* Start EXTRACT TO READ *

A known identity of the catalan constant is $G=\int _{ 0 }^{ \infty }{ \tan ^{ -1 } \left( e^{ -y } \right) } dy$

Hence the integral is $$-\frac{G}{2}$$

The identity above can be deduced through the Taylor Series of $$\tan^{-1}(x)$$ · 1 year ago

Problem 50:

Evaluate $\large \int_{0}^{\infty} \dfrac{\ln(1+x)}{\sqrt[4]{x^3}(1+x)}\, dx$ · 11 months, 3 weeks ago

Put $$\dfrac{1}{1+x}=y$$ to get :

$$\displaystyle I = -\int _{ 0 }^{ 1 }{ { y }^{ (-1/4) }{ (1-y) }^{ -3/4 }\ln { (y) } dy }$$

Use the definition of beta function we have :

$$\displaystyle \int _{ 0 }^{ 1 }{ { y }^{ m-1 }{ (1-y) }^{ n-1 }dy } = \frac { \Gamma (m)\Gamma (n) }{ \Gamma (m+n) }$$

Differentiating it with respect to $$m$$ we have :

$$\displaystyle \frac { \Gamma (m)\Gamma (n) }{ \Gamma (m+n) } (\psi (m)-\psi (m+n)) = \int _{ 0 }^{ 1 }{ { y }^{ m-1 }{ (1-y) }^{ n-1 }\ln { (y) } dy }$$

Put $$\displaystyle m=\dfrac{3}{4} , n=\dfrac{1}{4}$$ to get :

$$\displaystyle I = \frac { \Gamma (3/4)\Gamma (1/4) }{ \Gamma (1) } (\psi (1)-\psi (3/4))$$

Using reflection formula for the gamma function we have :

$$\displaystyle \Gamma(1/4)\Gamma(1-1/4) = \dfrac{\pi}{\sin(\dfrac{\pi}{4})}=\sqrt{2}\pi$$

We will use that $$\displaystyle \psi(x+1) + \gamma = \int _{ 0 }^{ 1 }{ \frac { 1-{ t }^{ x } }{ 1-t } dt }$$

$$\displaystyle \Rightarrow \psi(x+1)-\psi(y+1) = \int _{ 0 }^{ 1 }{ \frac { { t }^{ y }-{ t }^{ x } }{ 1-t } dt }$$

$$\displaystyle \Rightarrow \psi(1)-\psi(3/4) = \int _{ 0 }^{ 1 }{ \frac { { t }^{ -1/4 }-1 }{ 1-t } dt }=J$$

For evaluting $$J$$ we will put $$t={x}^{4}$$, to get :

$$\displaystyle J = 4\int _{ 0 }^{ 1 }{ \frac { 1-x }{ 1-{ x }^{ 4 } } { x }^{ 2 }dx }$$

$$\displaystyle J = 4\int _{ 0 }^{ 1 }{ \frac { { x }^{ 2 } }{ (1+{ x }^{ 2 })(1+x) } dx }$$

$$\displaystyle J =2\int _{ 0 }^{ 1 }{ \frac { dx }{ 1+x } } +\int _{ 0 }^{ 1 }{ \frac { 2x }{ 1+{ x }^{ 2 } } dx } -2\int _{ 0 }^{ 1 }{ \frac { dx }{ 1+{ x }^{ 2 } } }$$

$$\displaystyle J = 3\ln { (2) }-\dfrac{\pi}{2}$$

$$\displaystyle \Rightarrow I = 3\sqrt { 2 } \pi \ln { (2) } -\frac { { \pi }^{ 2 } }{ \sqrt { 2 } }$$ · 11 months, 3 weeks ago

Alternative method:

$\dfrac{\ln(1+x)}{1+x} = - \sum_{n=1}^{\infty} H_{n}(-x)^{n}$

Now use RMT. That's it. $$\ddot \smile$$ · 11 months, 2 weeks ago

Problem 47:

Evaluate $\displaystyle \large \int _{ 0 }^{ \infty }{ { e }^{ -{ x }^{ 2 } }\ln { (x) } \, dx. }$

###### This problem has been solved by Julian Poon.

* End EXTRACT TO READ *
* Start RECORD SET *

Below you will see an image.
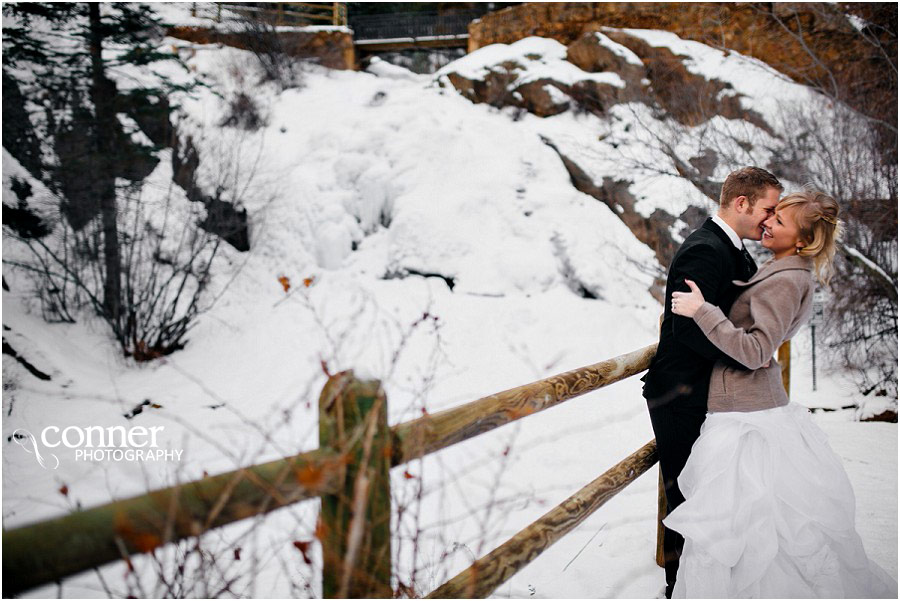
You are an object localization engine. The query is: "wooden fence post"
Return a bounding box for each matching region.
[316,371,393,599]
[778,340,791,398]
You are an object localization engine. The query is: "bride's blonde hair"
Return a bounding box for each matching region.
[775,188,841,285]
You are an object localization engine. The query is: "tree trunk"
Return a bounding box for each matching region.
[88,2,121,332]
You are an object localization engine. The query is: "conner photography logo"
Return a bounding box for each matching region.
[12,426,184,470]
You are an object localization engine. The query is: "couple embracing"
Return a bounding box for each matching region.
[643,167,897,598]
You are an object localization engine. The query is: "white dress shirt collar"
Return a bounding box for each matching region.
[712,215,744,250]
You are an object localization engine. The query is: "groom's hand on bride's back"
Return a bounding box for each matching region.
[666,244,747,369]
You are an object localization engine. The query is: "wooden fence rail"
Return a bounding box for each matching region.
[3,345,656,596]
[427,440,657,599]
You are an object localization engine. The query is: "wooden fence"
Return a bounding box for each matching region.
[3,345,789,598]
[191,2,347,26]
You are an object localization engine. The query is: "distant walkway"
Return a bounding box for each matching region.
[350,10,485,52]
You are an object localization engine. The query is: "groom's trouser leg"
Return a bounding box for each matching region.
[650,404,706,597]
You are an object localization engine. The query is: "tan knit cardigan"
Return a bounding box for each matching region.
[694,255,814,412]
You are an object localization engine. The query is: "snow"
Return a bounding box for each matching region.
[2,5,897,598]
[844,245,896,287]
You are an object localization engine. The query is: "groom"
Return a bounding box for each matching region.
[642,167,784,598]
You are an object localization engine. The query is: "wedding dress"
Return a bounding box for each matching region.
[664,404,897,599]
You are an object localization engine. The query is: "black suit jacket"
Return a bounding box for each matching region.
[641,219,756,412]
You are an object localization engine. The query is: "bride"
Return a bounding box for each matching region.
[664,191,897,598]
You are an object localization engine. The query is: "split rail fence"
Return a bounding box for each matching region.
[3,344,790,598]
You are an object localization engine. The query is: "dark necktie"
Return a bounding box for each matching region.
[741,244,756,280]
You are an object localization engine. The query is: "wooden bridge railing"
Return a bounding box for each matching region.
[191,2,347,25]
[3,345,656,598]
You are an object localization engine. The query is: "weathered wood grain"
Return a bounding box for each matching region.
[3,345,656,596]
[778,340,791,398]
[3,450,345,597]
[391,344,656,465]
[427,440,657,599]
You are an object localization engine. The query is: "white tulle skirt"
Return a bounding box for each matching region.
[664,404,897,599]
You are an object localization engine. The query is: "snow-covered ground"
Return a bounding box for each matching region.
[2,7,897,598]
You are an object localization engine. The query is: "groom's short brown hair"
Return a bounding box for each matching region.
[719,167,784,209]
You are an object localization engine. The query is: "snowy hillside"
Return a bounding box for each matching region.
[3,7,897,598]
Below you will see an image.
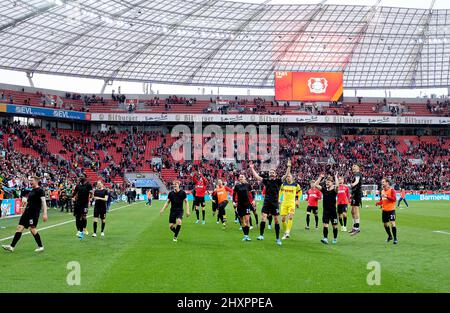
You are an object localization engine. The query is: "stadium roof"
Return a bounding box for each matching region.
[0,0,450,88]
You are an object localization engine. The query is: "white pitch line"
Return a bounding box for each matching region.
[0,202,140,242]
[433,230,450,235]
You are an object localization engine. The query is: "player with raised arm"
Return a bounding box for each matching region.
[192,171,208,225]
[159,180,191,241]
[233,174,253,241]
[338,176,350,231]
[250,159,291,246]
[350,164,363,236]
[279,174,302,240]
[397,188,409,208]
[305,180,322,230]
[315,174,339,244]
[2,176,48,252]
[72,175,92,240]
[213,179,233,227]
[92,180,109,237]
[376,178,398,245]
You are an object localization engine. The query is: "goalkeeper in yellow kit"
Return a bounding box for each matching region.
[278,173,302,240]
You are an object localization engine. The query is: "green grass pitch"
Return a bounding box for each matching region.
[0,201,450,293]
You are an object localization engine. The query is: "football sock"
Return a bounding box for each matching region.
[174,225,181,237]
[384,226,392,237]
[11,232,22,248]
[323,227,328,238]
[33,233,42,248]
[275,223,280,240]
[259,221,266,236]
[282,222,287,232]
[392,226,397,239]
[287,219,294,233]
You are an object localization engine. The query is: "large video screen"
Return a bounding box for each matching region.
[275,72,344,102]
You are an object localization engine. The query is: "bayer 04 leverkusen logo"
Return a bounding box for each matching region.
[308,77,328,94]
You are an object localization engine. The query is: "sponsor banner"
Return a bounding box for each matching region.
[1,199,15,217]
[275,72,344,102]
[90,113,450,125]
[125,99,139,106]
[414,194,450,201]
[6,104,87,121]
[363,191,450,201]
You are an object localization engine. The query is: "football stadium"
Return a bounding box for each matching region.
[0,0,450,298]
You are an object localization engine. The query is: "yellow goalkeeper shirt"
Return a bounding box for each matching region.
[279,183,302,206]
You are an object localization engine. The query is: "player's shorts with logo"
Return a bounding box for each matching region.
[280,204,295,216]
[169,210,183,224]
[19,210,39,228]
[381,210,395,223]
[217,200,228,216]
[322,208,338,225]
[351,193,362,206]
[306,205,319,214]
[261,202,280,215]
[236,204,252,217]
[73,203,89,216]
[194,196,205,207]
[338,204,347,214]
[94,206,106,219]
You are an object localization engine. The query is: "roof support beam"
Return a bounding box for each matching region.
[104,0,219,81]
[263,0,327,85]
[0,1,61,32]
[342,0,381,71]
[186,0,270,84]
[30,0,147,71]
[409,0,436,87]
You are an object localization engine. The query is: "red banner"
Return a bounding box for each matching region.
[275,72,344,102]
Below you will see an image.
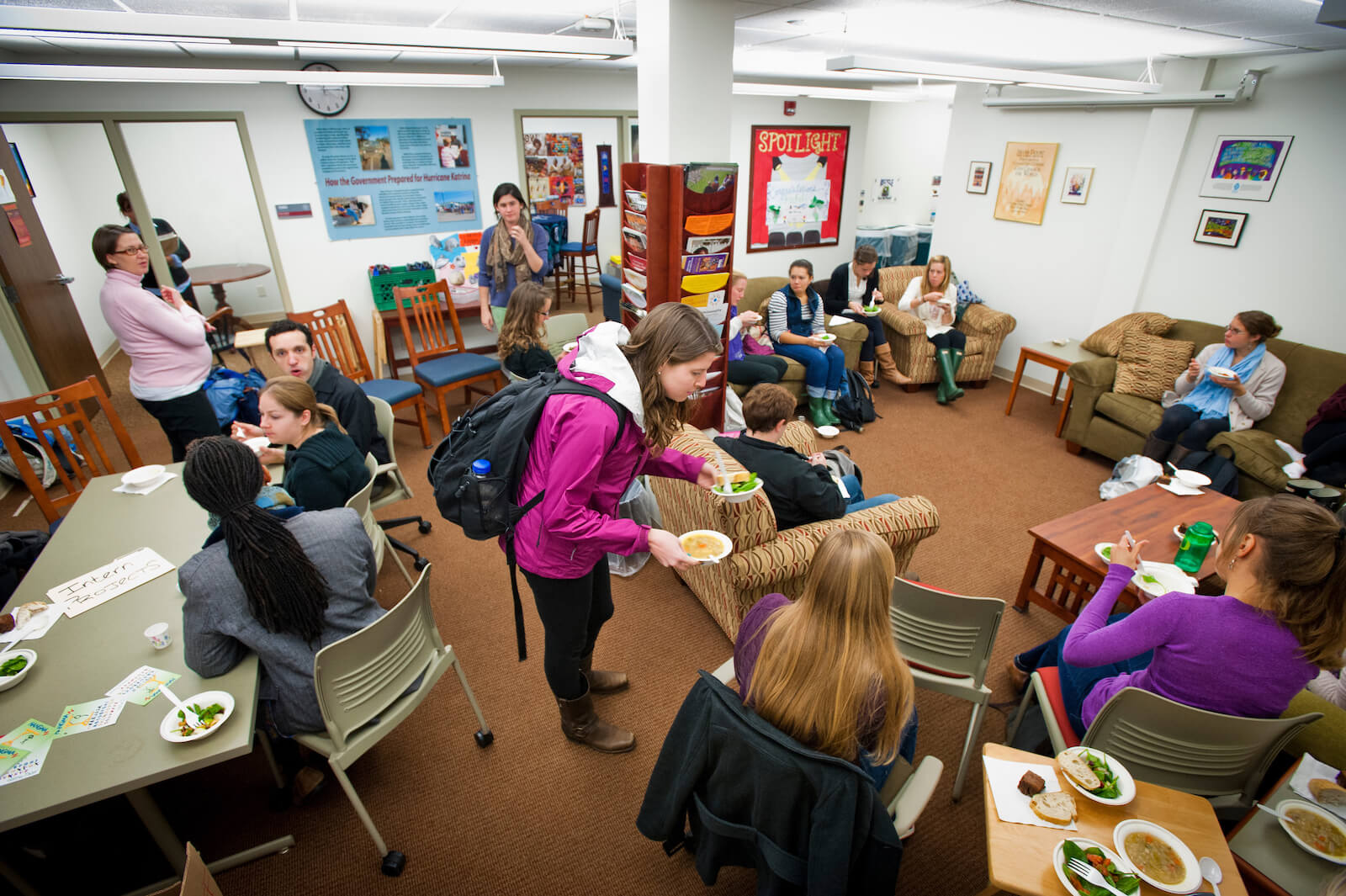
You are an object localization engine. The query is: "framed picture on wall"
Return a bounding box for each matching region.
[1193,209,1248,249]
[967,162,991,194]
[1061,167,1093,206]
[1200,135,1295,202]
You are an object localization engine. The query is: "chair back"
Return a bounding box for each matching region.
[314,566,444,750]
[1081,687,1322,809]
[888,579,1005,687]
[285,299,374,382]
[393,280,467,368]
[0,377,141,523]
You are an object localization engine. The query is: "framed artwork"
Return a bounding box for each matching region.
[1200,135,1295,202]
[1191,209,1248,249]
[747,125,851,252]
[1061,167,1093,206]
[994,143,1061,225]
[967,162,991,194]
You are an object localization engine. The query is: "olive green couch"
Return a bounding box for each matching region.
[1063,321,1346,499]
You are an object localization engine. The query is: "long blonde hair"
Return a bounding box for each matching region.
[622,301,723,451]
[745,528,915,764]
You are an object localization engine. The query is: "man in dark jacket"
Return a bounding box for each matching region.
[715,384,898,532]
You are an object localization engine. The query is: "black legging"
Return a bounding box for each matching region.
[841,310,888,361]
[520,554,612,700]
[729,355,790,386]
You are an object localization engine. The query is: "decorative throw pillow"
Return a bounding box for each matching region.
[1079,310,1178,358]
[1112,330,1196,401]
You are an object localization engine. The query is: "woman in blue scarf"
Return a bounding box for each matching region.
[1142,310,1285,465]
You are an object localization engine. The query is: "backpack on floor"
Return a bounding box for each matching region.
[1178,445,1238,498]
[428,370,628,660]
[832,370,879,432]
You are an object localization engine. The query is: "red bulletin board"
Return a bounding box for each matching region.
[747,125,851,252]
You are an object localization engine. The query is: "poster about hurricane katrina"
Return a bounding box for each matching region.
[749,125,851,252]
[305,119,482,240]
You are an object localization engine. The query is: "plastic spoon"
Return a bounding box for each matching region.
[1196,856,1223,896]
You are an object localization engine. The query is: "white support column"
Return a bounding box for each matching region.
[635,0,734,164]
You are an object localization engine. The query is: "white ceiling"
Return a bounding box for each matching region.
[0,0,1346,82]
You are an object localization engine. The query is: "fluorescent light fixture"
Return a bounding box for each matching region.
[0,63,505,87]
[828,56,1160,94]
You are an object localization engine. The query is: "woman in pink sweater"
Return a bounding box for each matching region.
[93,225,220,463]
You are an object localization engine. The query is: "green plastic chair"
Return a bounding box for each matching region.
[888,579,1005,802]
[1079,687,1323,818]
[294,566,495,877]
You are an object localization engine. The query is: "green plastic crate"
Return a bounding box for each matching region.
[368,265,436,310]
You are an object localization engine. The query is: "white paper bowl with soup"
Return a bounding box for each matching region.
[677,528,734,564]
[1112,818,1200,893]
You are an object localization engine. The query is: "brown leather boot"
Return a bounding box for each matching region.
[873,343,911,386]
[580,651,631,694]
[556,681,635,753]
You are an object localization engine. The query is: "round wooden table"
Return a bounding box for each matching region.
[187,263,271,310]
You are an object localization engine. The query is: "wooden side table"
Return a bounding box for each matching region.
[1005,339,1101,438]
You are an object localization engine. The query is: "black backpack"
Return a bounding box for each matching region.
[1178,445,1238,498]
[832,370,879,432]
[428,371,626,660]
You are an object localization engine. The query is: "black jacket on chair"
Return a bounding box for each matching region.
[635,671,902,896]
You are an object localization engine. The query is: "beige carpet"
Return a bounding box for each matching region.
[0,305,1108,896]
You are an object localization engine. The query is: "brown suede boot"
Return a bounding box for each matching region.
[556,681,635,753]
[873,343,911,386]
[580,653,631,694]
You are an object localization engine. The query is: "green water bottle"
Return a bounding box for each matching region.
[1174,522,1216,575]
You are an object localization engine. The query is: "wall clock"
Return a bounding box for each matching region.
[296,62,350,116]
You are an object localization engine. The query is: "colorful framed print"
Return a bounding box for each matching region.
[1061,167,1093,206]
[967,162,991,194]
[994,143,1061,225]
[1193,209,1248,249]
[1200,135,1295,202]
[748,125,851,252]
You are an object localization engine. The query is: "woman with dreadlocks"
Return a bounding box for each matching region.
[178,436,384,734]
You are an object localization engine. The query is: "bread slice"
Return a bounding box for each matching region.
[1308,777,1346,809]
[1028,790,1075,824]
[1057,753,1102,790]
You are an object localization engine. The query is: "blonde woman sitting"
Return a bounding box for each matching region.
[734,528,917,790]
[495,281,556,379]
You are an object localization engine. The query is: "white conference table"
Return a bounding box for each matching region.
[0,464,294,876]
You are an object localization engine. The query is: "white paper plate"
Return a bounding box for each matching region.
[1061,747,1136,807]
[1112,818,1200,893]
[159,690,234,744]
[1276,799,1346,865]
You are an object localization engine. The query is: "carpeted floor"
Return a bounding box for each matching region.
[0,301,1109,896]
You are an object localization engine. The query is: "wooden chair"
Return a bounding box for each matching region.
[0,377,141,523]
[393,280,505,436]
[285,299,429,451]
[556,209,603,310]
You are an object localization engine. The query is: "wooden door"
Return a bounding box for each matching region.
[0,128,108,389]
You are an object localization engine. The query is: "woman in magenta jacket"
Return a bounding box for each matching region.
[514,301,720,753]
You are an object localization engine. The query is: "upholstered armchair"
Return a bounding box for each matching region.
[650,420,940,640]
[879,265,1018,391]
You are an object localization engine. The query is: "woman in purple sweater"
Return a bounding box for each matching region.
[1011,495,1346,734]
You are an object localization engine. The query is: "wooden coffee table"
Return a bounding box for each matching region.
[1014,485,1238,622]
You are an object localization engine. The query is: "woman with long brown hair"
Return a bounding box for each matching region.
[1010,494,1346,734]
[734,528,917,788]
[514,301,720,753]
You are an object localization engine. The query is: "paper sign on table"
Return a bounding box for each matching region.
[981,756,1078,830]
[47,548,177,619]
[105,666,182,707]
[54,697,126,737]
[0,718,56,787]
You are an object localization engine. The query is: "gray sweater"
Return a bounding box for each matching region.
[178,507,384,734]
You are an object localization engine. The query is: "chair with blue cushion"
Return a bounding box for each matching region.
[557,209,603,310]
[285,299,429,451]
[393,280,505,435]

* End RECORD SET *

WORK INSTRUCTIONS ->
Transcribe everything in the integrals thread from "Now use RMT." down to "by Julian Poon.".

OUTPUT ->
Now use RMT. That's it. $$\ddot \smile$$ · 11 months, 2 weeks ago

Problem 47:

Evaluate $\displaystyle \large \int _{ 0 }^{ \infty }{ { e }^{ -{ x }^{ 2 } }\ln { (x) } \, dx. }$

###### This problem has been solved by Julian Poon.